## Selected text

+-------+

Over 6,000 Irish women have abortions in England every year. Four referendums over 17 years have not changed that, yet a minority of the all-party committee has called for yet another.
The committee reached a welcome consensus on a plan to reduce the extent of crisis pregnancies, and welcome consensus was also reached on the impossibility of inserting an "absolute ban" into the Constitution, after overwhelming medical evidence showed that abortions are performed in Ireland to save the lives of women.
But no consensus was reached on further legal reform. Fine Gael members opted to leave the legal position unchanged; the Labour Party favoured legislation to implement the Supreme Court's decision in the X case; and Fianna Fail opted for another referendum.
The options for reform present an either/or choice. We can have legislation allowing abortion where pregnancy poses a risk to life, legislation promised in 1992, for which a need has clearly been demonstrated in the X and C cases; or we can have a bitter, divisive and unnecessary debate about a referendum already defeated in 1992.
Our choice should be clear. The referendum option is utterly cynical. The Government appears willing to sacrifice the lives of Irish women in order to placate four Independent TDs, in a pathetic attempt to hold on to power for a few extra months.
Apart from the political cynicism of the referendum option, it lacks any logical basis, depending on a spurious distinction between "physical" and "mental" risk to life. In its submission to the committee, the State-funded Women's Health Council called such a distinction "invidious, given the close interplay between physical and mental health". To differentiate between the two also trivialises the very real risk of self-destruction, particularly where pregnancy is the result of rape.

+-------+

## Task list
1. In the article on Irish abortion law, which option did Fianna Fail favor?
2. Please translate this sentence from the article on Irish abortion law into Spanish: "But no consensus was reached on further legal reform."
3. Extend the article on Irish abortion law by writing what comes after its last sentence.

Records from a dataset
+-------+

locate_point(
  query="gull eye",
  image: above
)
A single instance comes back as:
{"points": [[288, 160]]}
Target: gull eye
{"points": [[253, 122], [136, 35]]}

+-------+

## Task-by-task answers
1. Another referendum.

2. Pero no se llegó a ningún consenso sobre una reforma legal adicional.

3.
Recent research shows that suicide risk in pregnant women reduces by a third as compared to non-pregnant women, but is far from non-existent. Indeed, the Master of the Rotunda gave evidence that a woman came to his hospital in 1999, having attempted suicide late in her pregnancy. Moreover, research does not show how many women later commit suicide, having been forced to carry a pregnancy to term.
The reality is that women do take and historically have always taken risks with their lives where abortion is denied to them: we have rarely had to confront this in Ireland, because safe, legal abortion is available in England.
ANTI-ABORTION activists absolutely refuse to accept this reality. They say pregnant women don't commit suicide, so why lobby for a referendum to rule out a non-existent risk? They believe women are devious, and they see abortion on grounds of suicide as a "slippery slope" to abortion on wider grounds.
This view is not only ridiculous in the context of present Irish law, and deeply offensive to women, but it also amounts to an attack on the integrity of mental health professionals, who would have to assess suicide risk in any X-case legislation. Our law routinely allows such professionals to detain people against their will on the prediction of suicide risk.
Well-developed guidelines for suicide assessment are thus established in mental healthcare. Does the anti-abortion lobby believe these are invalid; that psychiatrists, too, are devious?
The farcical arguments of its proponents demonstrate the futility of the referendum proposal. Of the two options for legal change, the Labour Party approach is clearly the more rational, offering an immediate practical resolution.
Legislation to protect women who face risk of death arising from pregnancy would safeguard current medical practice, prevent the occurrence of future X and C cases, and not require a referendum. Most importantly, it would protect the lives of suicidal pregnant women who are unable to travel, for health, legal or other reasons.
However, neither option addresses the needs of the majority of Irish women who have abortions each year on grounds other than risk to life. Their needs cannot fully be met without a constitutional referendum to remove the eighth amendment and replace it with legislation providing for free, safe and legal abortion in this country.
Irrespective of what limited legal change arises out of this report, ultimately the law must give women the right to choose abortion in Ireland.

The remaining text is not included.